REQUIRED TASK: In the entries that follow, identify the line containing "Could you point at the dark clay" and return it together with all later lines, exactly as they appear.

(Object position labeling entries)
..............................

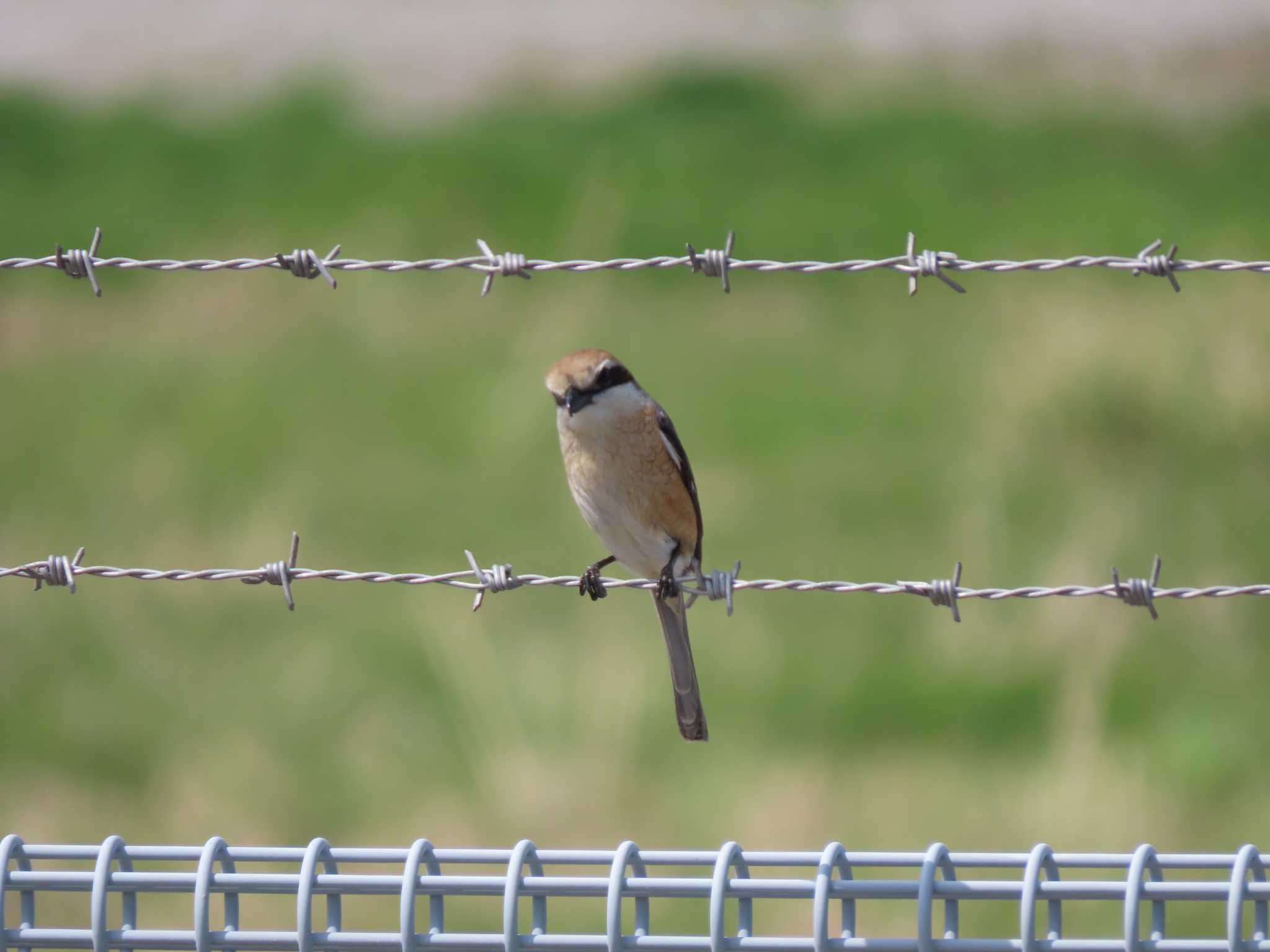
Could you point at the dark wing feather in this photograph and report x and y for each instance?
(685, 467)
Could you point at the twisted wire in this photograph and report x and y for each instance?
(721, 586)
(812, 879)
(711, 263)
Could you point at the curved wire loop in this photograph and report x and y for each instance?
(214, 850)
(1041, 858)
(936, 861)
(12, 850)
(319, 850)
(729, 856)
(1143, 858)
(626, 855)
(112, 848)
(420, 852)
(525, 852)
(1248, 858)
(835, 857)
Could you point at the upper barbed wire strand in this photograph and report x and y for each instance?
(463, 579)
(483, 263)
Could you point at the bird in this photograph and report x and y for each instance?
(630, 477)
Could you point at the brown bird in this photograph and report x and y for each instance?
(630, 478)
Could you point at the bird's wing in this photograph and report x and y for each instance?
(680, 457)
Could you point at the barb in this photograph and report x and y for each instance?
(79, 263)
(711, 262)
(929, 265)
(507, 265)
(305, 263)
(1139, 592)
(714, 263)
(718, 586)
(815, 880)
(280, 573)
(1160, 266)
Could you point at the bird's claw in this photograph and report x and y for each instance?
(590, 584)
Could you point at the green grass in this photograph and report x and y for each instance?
(1041, 428)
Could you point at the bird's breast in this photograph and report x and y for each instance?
(625, 488)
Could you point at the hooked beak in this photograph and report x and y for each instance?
(575, 399)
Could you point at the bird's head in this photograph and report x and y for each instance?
(591, 381)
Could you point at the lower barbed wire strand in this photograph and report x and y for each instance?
(585, 265)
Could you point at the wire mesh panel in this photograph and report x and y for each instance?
(830, 885)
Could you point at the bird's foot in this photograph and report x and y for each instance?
(590, 584)
(666, 584)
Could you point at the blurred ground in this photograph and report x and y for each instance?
(404, 61)
(1041, 428)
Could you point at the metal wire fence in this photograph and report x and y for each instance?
(832, 884)
(717, 586)
(714, 263)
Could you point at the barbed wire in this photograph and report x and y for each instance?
(714, 263)
(716, 586)
(822, 879)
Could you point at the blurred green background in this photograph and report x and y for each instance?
(1041, 428)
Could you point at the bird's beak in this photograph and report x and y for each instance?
(575, 399)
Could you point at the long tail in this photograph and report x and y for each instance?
(683, 672)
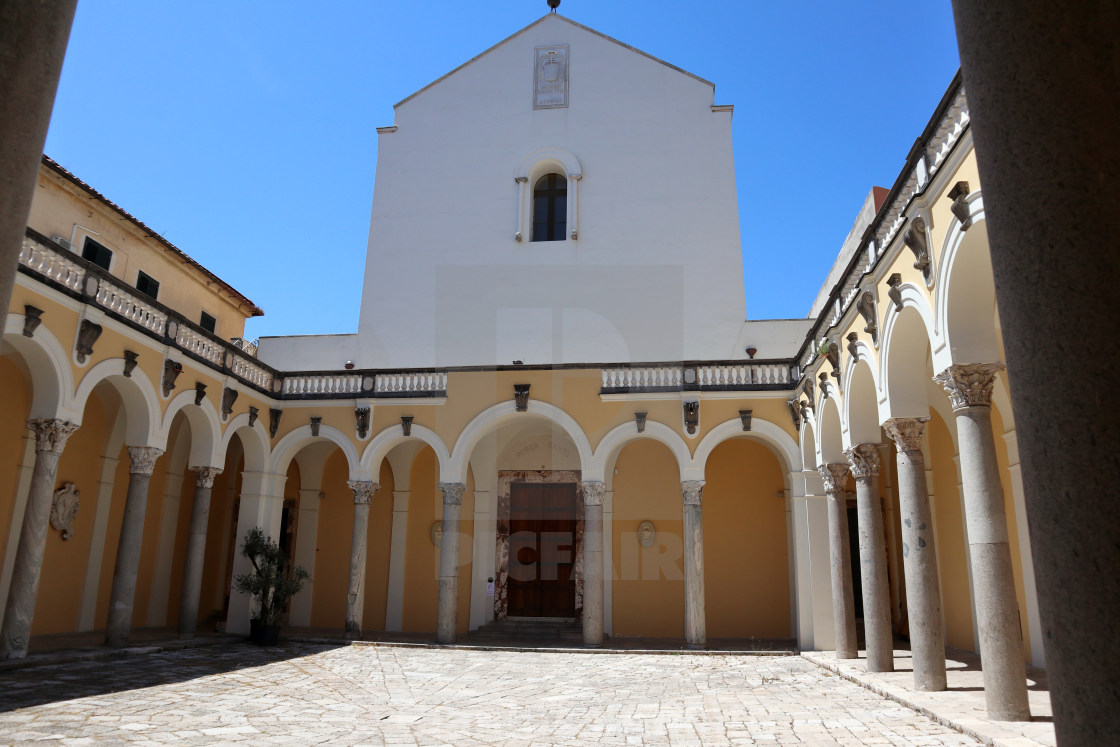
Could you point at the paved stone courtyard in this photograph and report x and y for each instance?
(307, 693)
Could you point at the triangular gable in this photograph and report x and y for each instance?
(540, 20)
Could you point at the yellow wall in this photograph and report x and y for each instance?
(647, 590)
(951, 549)
(17, 401)
(59, 600)
(746, 559)
(58, 205)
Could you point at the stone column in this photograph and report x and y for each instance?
(448, 610)
(1005, 684)
(1050, 67)
(33, 36)
(920, 557)
(196, 550)
(128, 550)
(696, 634)
(593, 562)
(355, 590)
(49, 440)
(834, 477)
(873, 558)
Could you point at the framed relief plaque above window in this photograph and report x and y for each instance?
(550, 77)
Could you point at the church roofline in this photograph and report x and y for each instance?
(539, 20)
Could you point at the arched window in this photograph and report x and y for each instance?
(550, 207)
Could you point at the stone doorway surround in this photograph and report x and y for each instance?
(505, 481)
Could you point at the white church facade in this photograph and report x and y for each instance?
(553, 408)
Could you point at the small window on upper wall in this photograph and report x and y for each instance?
(550, 207)
(147, 285)
(96, 253)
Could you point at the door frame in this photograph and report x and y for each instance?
(505, 481)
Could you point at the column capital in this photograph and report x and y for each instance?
(50, 435)
(453, 493)
(834, 476)
(363, 491)
(594, 492)
(864, 459)
(204, 476)
(906, 433)
(142, 459)
(692, 489)
(969, 385)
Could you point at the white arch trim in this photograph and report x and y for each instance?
(785, 448)
(561, 156)
(205, 431)
(954, 236)
(49, 365)
(496, 414)
(286, 450)
(254, 442)
(619, 436)
(138, 394)
(383, 442)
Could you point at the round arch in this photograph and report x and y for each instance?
(964, 293)
(612, 445)
(496, 414)
(254, 442)
(781, 442)
(49, 367)
(383, 442)
(286, 450)
(860, 403)
(138, 397)
(205, 431)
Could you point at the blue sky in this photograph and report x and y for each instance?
(244, 131)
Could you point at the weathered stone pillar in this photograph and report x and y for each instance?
(873, 558)
(33, 44)
(196, 550)
(696, 634)
(593, 562)
(920, 558)
(128, 549)
(355, 590)
(49, 440)
(834, 477)
(1030, 71)
(1005, 684)
(448, 612)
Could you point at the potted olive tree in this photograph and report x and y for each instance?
(272, 582)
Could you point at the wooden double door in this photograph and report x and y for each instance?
(542, 550)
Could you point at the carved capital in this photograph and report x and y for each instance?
(834, 476)
(864, 459)
(204, 476)
(906, 433)
(969, 385)
(692, 491)
(50, 435)
(453, 493)
(142, 459)
(363, 491)
(594, 493)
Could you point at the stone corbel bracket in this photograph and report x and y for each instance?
(917, 240)
(866, 308)
(171, 371)
(229, 397)
(87, 335)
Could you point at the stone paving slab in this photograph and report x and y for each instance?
(314, 693)
(962, 705)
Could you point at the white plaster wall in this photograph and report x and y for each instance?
(308, 352)
(656, 271)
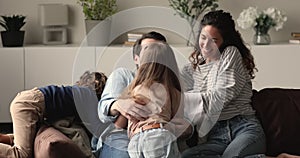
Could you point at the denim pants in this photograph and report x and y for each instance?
(27, 110)
(240, 136)
(115, 145)
(153, 143)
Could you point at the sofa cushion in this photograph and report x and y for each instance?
(50, 143)
(279, 112)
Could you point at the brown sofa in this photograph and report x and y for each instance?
(279, 112)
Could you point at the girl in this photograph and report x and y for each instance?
(156, 86)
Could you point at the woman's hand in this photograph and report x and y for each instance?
(130, 109)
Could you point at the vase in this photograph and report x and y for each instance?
(261, 38)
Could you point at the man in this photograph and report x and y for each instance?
(114, 141)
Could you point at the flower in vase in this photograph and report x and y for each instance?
(261, 21)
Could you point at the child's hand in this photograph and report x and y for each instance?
(131, 110)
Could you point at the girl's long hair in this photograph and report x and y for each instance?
(158, 64)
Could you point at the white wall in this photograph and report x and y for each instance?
(76, 28)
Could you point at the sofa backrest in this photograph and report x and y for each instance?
(279, 112)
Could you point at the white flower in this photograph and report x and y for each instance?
(252, 18)
(247, 18)
(278, 17)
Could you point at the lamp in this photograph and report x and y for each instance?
(54, 19)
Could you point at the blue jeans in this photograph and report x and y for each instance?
(114, 146)
(153, 143)
(240, 136)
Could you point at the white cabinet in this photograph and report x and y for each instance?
(56, 65)
(11, 78)
(36, 66)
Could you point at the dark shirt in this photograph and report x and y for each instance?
(59, 101)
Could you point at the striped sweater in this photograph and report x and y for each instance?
(223, 88)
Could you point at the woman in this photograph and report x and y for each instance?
(220, 76)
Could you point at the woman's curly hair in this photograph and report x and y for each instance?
(94, 80)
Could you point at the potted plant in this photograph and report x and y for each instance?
(12, 36)
(97, 21)
(191, 11)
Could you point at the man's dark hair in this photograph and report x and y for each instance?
(94, 80)
(153, 35)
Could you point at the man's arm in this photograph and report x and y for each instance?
(116, 83)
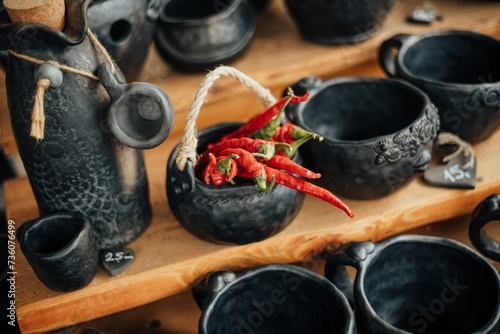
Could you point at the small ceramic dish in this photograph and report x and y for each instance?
(378, 134)
(229, 214)
(196, 35)
(339, 21)
(276, 298)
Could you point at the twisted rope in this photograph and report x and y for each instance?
(38, 115)
(189, 140)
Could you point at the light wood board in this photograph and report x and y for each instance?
(169, 259)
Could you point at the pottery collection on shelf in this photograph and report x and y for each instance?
(87, 171)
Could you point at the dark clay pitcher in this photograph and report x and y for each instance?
(79, 166)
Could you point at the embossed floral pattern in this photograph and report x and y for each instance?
(406, 143)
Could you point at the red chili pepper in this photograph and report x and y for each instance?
(248, 162)
(264, 117)
(293, 182)
(285, 163)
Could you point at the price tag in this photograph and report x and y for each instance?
(115, 262)
(459, 172)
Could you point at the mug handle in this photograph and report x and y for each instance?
(353, 256)
(211, 284)
(487, 211)
(387, 56)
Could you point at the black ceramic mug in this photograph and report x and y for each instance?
(378, 133)
(417, 284)
(276, 298)
(339, 21)
(459, 70)
(486, 212)
(61, 249)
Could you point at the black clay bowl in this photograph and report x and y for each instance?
(459, 70)
(195, 35)
(378, 134)
(238, 214)
(271, 299)
(339, 21)
(126, 28)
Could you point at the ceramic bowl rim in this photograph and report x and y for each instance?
(426, 103)
(277, 267)
(202, 20)
(414, 39)
(438, 241)
(70, 245)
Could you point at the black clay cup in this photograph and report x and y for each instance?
(61, 249)
(275, 298)
(196, 35)
(229, 214)
(460, 72)
(339, 21)
(417, 284)
(487, 211)
(378, 134)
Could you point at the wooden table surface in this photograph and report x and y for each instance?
(169, 259)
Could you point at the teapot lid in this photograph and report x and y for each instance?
(74, 32)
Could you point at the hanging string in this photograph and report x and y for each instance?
(38, 115)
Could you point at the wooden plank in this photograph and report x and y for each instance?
(278, 57)
(180, 314)
(169, 259)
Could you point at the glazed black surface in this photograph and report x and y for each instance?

..............................

EXERCISE RESPONSE:
Could you point at the dark clay pitcher in this photograph and report x and y for each instance?
(79, 166)
Could you point at the embossed floral pattern in this photograph and report x and y for each instance?
(406, 143)
Could you point at the red chili pepper in this photograph and report x and y for each instance?
(248, 162)
(264, 117)
(293, 182)
(285, 163)
Could you point at the price tag in this photograph and report x and y for each instance?
(115, 262)
(459, 172)
Could you point at the mug handle in this photograph and report x and y for each instance?
(353, 256)
(211, 284)
(487, 211)
(387, 56)
Could you point at the black ceramic mug in this photograph and report x and y for each instance?
(378, 133)
(417, 284)
(276, 298)
(339, 21)
(459, 70)
(486, 212)
(61, 249)
Could you point at the black clay bowl in this photograph and report x and y for each instance?
(459, 70)
(195, 35)
(378, 134)
(238, 214)
(271, 299)
(339, 21)
(126, 28)
Could you point at the ceramic bowl rim in this photograph and report x and y for each instance?
(426, 103)
(277, 267)
(202, 20)
(414, 39)
(438, 241)
(70, 245)
Could you point at the black clay cup in this photograph and report x and y for each instance?
(61, 249)
(275, 298)
(196, 35)
(229, 214)
(460, 72)
(339, 21)
(417, 284)
(487, 211)
(378, 134)
Could you point at the wooden table surface in this photograph and report x and y for each instance?
(169, 259)
Could you point at the teapot lid in this photograph and report x and y for each instance?
(74, 32)
Could you point at the hanging string in this photograph and report x and y for each instance?
(38, 115)
Could you point at the wooden plank in this photograph and report x and y for each instance?
(278, 57)
(180, 314)
(169, 259)
Could you point at the glazed black surface in this photograph and report x and y for each instance?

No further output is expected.